▶ Task to complete
Exact copies of all the lines below are wanted, without a single picture.

++++++++++

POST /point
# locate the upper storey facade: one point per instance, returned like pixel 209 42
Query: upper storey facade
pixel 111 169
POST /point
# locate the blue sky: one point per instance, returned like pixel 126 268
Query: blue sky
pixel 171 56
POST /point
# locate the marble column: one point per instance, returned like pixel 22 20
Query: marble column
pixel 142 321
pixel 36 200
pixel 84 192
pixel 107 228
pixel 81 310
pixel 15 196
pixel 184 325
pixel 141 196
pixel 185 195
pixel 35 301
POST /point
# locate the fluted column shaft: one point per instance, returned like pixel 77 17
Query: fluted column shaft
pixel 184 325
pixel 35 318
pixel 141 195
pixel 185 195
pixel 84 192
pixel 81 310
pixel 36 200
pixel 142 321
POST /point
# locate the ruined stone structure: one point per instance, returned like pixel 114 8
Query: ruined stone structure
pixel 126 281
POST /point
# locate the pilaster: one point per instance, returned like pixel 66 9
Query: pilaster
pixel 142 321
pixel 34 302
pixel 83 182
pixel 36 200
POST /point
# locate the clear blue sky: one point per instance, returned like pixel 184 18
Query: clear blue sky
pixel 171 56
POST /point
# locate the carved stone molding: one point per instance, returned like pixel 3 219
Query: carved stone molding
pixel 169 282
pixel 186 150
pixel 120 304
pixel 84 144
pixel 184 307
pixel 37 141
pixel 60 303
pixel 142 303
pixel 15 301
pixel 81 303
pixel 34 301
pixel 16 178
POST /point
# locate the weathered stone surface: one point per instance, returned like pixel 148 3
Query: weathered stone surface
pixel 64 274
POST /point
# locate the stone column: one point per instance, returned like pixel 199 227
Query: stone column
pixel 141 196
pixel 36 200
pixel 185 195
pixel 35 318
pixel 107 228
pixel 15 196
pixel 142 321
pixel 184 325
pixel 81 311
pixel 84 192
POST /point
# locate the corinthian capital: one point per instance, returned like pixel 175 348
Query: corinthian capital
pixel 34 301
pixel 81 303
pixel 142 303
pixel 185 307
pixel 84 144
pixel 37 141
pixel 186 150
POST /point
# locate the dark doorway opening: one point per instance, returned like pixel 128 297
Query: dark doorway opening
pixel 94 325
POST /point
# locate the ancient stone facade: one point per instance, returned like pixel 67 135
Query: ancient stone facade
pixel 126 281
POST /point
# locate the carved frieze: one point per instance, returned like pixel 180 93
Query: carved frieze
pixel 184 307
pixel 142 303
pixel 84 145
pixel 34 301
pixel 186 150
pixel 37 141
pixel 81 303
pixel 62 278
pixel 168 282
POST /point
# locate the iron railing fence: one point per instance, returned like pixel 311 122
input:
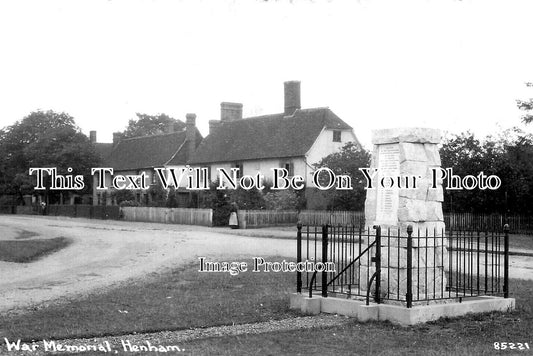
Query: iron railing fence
pixel 411 267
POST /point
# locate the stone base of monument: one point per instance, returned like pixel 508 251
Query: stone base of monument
pixel 398 314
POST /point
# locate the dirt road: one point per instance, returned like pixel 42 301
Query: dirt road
pixel 104 253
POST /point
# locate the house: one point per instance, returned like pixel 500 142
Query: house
pixel 295 139
pixel 133 156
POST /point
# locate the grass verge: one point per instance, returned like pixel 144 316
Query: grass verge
pixel 178 299
pixel 30 250
pixel 468 335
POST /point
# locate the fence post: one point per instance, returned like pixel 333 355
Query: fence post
pixel 325 260
pixel 299 257
pixel 378 263
pixel 506 262
pixel 409 294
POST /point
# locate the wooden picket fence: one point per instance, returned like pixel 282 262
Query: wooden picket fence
pixel 262 218
pixel 203 217
pixel 518 224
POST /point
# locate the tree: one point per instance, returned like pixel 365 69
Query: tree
pixel 527 106
pixel 151 125
pixel 347 161
pixel 509 156
pixel 43 139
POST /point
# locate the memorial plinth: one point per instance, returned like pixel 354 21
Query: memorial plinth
pixel 403 195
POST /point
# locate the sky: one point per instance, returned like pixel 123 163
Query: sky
pixel 452 65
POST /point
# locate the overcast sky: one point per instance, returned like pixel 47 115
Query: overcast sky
pixel 454 65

++++++++++

▶ Result of this exercise
POST /point
# locate the upper storey facade: one point per instance, returned like pixel 209 42
Query: upper storey facade
pixel 111 169
POST /point
# locate the blue sky: one point per instance, returned like pixel 126 268
Query: blue sky
pixel 171 56
POST /point
# locate the marble column: one point per instance, returned like pixel 22 20
Query: marble column
pixel 142 321
pixel 36 200
pixel 84 192
pixel 107 228
pixel 81 310
pixel 15 196
pixel 184 325
pixel 141 196
pixel 185 195
pixel 35 301
POST /point
# locate the fluted column shaft: one point per instance, returned like pixel 77 17
Query: fluted column shaft
pixel 184 325
pixel 35 318
pixel 141 195
pixel 185 195
pixel 84 192
pixel 81 310
pixel 36 200
pixel 142 321
POST /point
# locate the ruined stone structure: one point per instance, returned like pixel 114 8
Query: ruined stone structure
pixel 126 281
POST /point
# locate the pilaster: one point per instance, returned like pixel 66 9
Query: pilaster
pixel 142 321
pixel 34 302
pixel 83 182
pixel 36 200
POST /point
# locate the clear blue sky: one point per instance, returned like pixel 184 18
Query: clear blue sky
pixel 171 56
POST /point
# locate the carved stone molding: one point per instance, returned like pixel 3 219
Query: carved stone molding
pixel 169 282
pixel 186 150
pixel 120 304
pixel 84 144
pixel 184 307
pixel 37 141
pixel 60 303
pixel 142 303
pixel 15 301
pixel 81 303
pixel 34 301
pixel 16 178
POST /point
# locate the weathered stone surface: one point per instance, returned like pixel 148 3
Query: weathered stone surface
pixel 64 274
POST /point
# locate the stone column: one point per instance, returned like pixel 199 227
Query: stone column
pixel 141 196
pixel 36 200
pixel 185 195
pixel 35 318
pixel 107 228
pixel 15 196
pixel 142 321
pixel 184 325
pixel 81 311
pixel 84 192
POST /point
# locate the corinthian capital: one point per instance, returned like pixel 175 348
Query: corinthian capital
pixel 34 301
pixel 81 303
pixel 142 303
pixel 185 307
pixel 84 144
pixel 37 141
pixel 186 150
POST /point
# locate the dark doorway opening: one point per instance, returned like pixel 128 297
Query: dark doorway opening
pixel 94 325
POST /point
# locate the ancient stone facade: one point per instance, returned like pixel 67 135
Query: ancient stone facade
pixel 126 281
POST /point
# locate the carved frieze: one point per instance, returned like pixel 180 93
Query: carved frieze
pixel 184 307
pixel 142 303
pixel 84 145
pixel 34 301
pixel 186 150
pixel 37 141
pixel 81 303
pixel 62 278
pixel 168 282
POST /point
# locate the iron railing fence: one point per instance, returned like pixel 311 122
input:
Query: iron railing fence
pixel 411 267
POST /point
# locate the stone base of monument: one point per instance, returned like pixel 508 251
Query: stone base of monument
pixel 398 314
POST /point
# locate the dirt road: one point per instance, returned like pixel 42 301
Query: dirt road
pixel 104 253
POST /point
# locate the house: one point per instance, returned like pixel 500 142
Query: house
pixel 295 139
pixel 133 156
POST /point
# locate the grass verge: one point per instance, returned like pixel 144 316
Query: grass verge
pixel 178 299
pixel 30 250
pixel 468 335
POST /point
# locate the fence post: one point per instance, returned like pixel 333 355
Query: fence post
pixel 325 260
pixel 299 257
pixel 378 263
pixel 506 262
pixel 409 294
POST /point
# locate the wooden picket fence: one point per instance, returned like pixel 282 262
Query: wooden picket fence
pixel 262 218
pixel 203 217
pixel 518 224
POST /point
# locate the tree: one point per instance, returned like pixel 365 69
Query: tree
pixel 527 106
pixel 151 125
pixel 347 161
pixel 509 156
pixel 43 139
POST /point
# locate the memorial plinth: one point per instance, returned like pixel 354 21
Query: memorial plinth
pixel 403 195
POST /point
# locate the sky: one point per instance, returned like pixel 123 163
Query: sky
pixel 452 65
POST /point
# locate the overcast sky: one point per instance, returned like pixel 47 115
Query: overcast sky
pixel 454 65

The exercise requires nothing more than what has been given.